## REQUIREMENT 1
Reproduce the passage of the FPGA NES forum thread between "There's another project" and "help you out.", inclusive.
## REQUIREMENT 2
Write the next part of the forum discussion about building the NES on an FPGA, picking up right after its last sentence.

[Start of DOCUMENT EXTRACT]

The NES is a popular choice, but many other game consoles and computers have
been modeled as well

------
tbirdz
Regarding the mappers:

There's another project called the Powerpak, which is essentially an FPGA
programmable flash cart. You can put it in your nintendo, and it will allow
you to play nintendo roms stored on a CF card. What might help you about this,
I think, is that the mappers are loaded dynamically off the card. So this
allows the creator of it to add support for more mappers as time goes by. I
don't know if this would help you, but maybe you could use this for your own
project as well? After all, if your FPGA nes is the same as a normal nes, then
you could use an FPGA flash cart to load all your games. At the very least,
maybe looking at the mappers would help you out.

[End of DOCUMENT EXTRACT]
[Start of DATA SUPPLIED]

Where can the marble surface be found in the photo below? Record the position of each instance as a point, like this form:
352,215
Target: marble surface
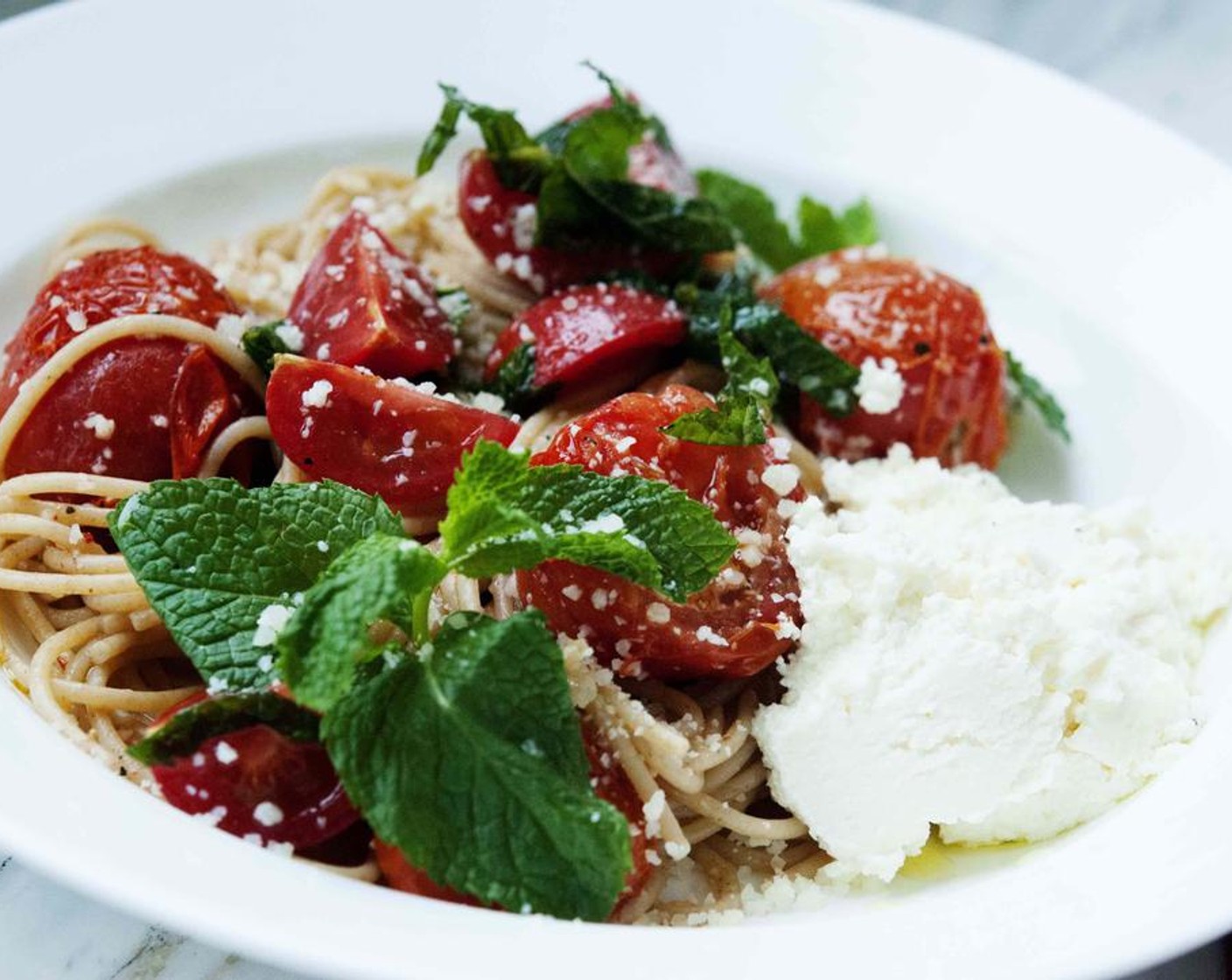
1168,58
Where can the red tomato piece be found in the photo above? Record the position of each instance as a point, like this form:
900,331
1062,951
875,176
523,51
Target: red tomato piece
589,331
364,304
376,436
257,781
501,225
401,874
733,627
207,397
111,413
932,326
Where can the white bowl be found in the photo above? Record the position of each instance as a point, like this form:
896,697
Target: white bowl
1096,238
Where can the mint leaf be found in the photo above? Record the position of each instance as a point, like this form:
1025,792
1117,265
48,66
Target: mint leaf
752,214
515,380
211,556
1026,388
262,343
470,760
328,635
579,172
505,514
797,358
191,726
745,403
752,211
519,159
595,158
822,231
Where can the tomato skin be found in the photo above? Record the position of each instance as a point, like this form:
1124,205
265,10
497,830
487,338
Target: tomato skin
358,436
934,327
612,784
207,397
231,775
129,382
583,332
364,304
733,627
492,216
401,874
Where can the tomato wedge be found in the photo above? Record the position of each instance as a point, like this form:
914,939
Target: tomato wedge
933,327
364,304
112,412
256,783
734,626
584,332
380,437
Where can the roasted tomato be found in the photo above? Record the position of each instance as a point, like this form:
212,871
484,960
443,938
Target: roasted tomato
734,626
111,413
366,304
256,781
207,397
933,327
610,784
613,786
584,332
376,436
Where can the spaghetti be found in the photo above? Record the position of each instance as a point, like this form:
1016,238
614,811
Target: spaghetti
79,636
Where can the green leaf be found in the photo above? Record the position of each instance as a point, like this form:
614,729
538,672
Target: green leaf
212,556
822,231
595,159
193,725
520,162
470,760
328,635
1026,388
515,380
752,211
262,343
797,358
505,514
745,403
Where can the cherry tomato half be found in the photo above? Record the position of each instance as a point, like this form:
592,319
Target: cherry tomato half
112,412
376,436
734,626
256,781
584,332
933,327
364,304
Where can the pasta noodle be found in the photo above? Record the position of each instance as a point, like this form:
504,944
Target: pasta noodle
79,636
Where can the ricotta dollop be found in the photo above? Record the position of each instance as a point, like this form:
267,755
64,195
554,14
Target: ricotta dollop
998,668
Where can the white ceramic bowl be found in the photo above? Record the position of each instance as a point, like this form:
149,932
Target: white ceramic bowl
1096,238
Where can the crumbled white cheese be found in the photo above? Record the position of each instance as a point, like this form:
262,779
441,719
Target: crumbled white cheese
998,668
317,395
880,388
781,477
268,814
100,425
270,623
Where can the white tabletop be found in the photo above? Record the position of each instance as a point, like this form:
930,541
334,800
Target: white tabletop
1168,58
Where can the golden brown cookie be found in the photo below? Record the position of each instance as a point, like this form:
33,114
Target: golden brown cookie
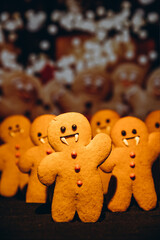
14,131
103,121
131,165
74,168
36,192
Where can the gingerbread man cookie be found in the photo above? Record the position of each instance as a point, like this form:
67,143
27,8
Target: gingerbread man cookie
152,122
103,121
131,165
74,167
36,192
14,132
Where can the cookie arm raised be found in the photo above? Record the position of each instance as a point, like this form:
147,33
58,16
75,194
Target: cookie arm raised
154,144
2,153
26,161
99,148
48,169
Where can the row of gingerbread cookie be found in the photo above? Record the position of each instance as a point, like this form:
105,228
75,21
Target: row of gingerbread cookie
41,139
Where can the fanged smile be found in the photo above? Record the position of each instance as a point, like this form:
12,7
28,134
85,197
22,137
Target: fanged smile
63,139
98,130
125,140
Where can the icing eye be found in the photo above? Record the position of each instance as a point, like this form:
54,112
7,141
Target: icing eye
98,123
157,125
134,131
123,133
47,107
74,127
63,129
123,75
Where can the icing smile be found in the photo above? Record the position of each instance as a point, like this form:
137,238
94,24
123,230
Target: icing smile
125,140
108,128
63,139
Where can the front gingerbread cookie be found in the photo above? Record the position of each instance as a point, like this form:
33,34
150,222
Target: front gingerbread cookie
131,164
74,166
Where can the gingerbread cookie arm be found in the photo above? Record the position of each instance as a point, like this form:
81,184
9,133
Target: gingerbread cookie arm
99,147
2,153
26,161
48,169
154,143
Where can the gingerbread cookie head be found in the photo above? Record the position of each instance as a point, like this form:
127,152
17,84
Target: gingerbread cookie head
128,74
129,131
103,121
67,130
152,121
94,82
153,84
14,127
39,129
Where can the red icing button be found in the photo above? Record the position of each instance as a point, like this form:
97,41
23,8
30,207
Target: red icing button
17,147
79,183
132,176
49,151
132,164
17,155
74,154
77,168
132,155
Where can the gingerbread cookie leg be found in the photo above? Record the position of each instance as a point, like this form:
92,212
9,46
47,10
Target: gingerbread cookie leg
145,194
9,183
122,196
36,192
63,206
89,206
23,180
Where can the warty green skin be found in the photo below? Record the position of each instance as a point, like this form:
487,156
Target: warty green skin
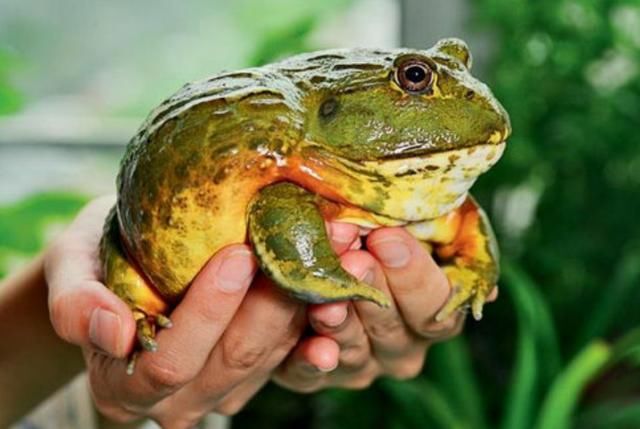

[End of DATA SUPPLIED]

## RESULT 1
There's another project called the Powerpak, which is essentially an FPGA
programmable flash cart. You can put it in your nintendo, and it will allow
you to play nintendo roms stored on a CF card. What might help you about this,
I think, is that the mappers are loaded dynamically off the card. So this
allows the creator of it to add support for more mappers as time goes by. I
don't know if this would help you, but maybe you could use this for your own
project as well? After all, if your FPGA nes is the same as a normal nes, then
you could use an FPGA flash cart to load all your games. At the very least,
maybe looking at the mappers would help you out.

## RESULT 2
<http://www.retrousb.com/product_info.php?products_id=34>

------
tumes
I know precious little about hardware stuff and I was curious, how true an
emulation does this sort of methodology produce? I remember reading this
article ([http://arstechnica.com/gaming/2011/08/accuracy-takes-
power-o...](http://arstechnica.com/gaming/2011/08/accuracy-takes-power-one-
mans-3ghz-quest-to-build-a-perfect-snes-emulator/1/)) about the difficulties
inherent in true software emulation and I was wondering if someone out there
could relate the two in a way a hardware/emulation newbie could understand.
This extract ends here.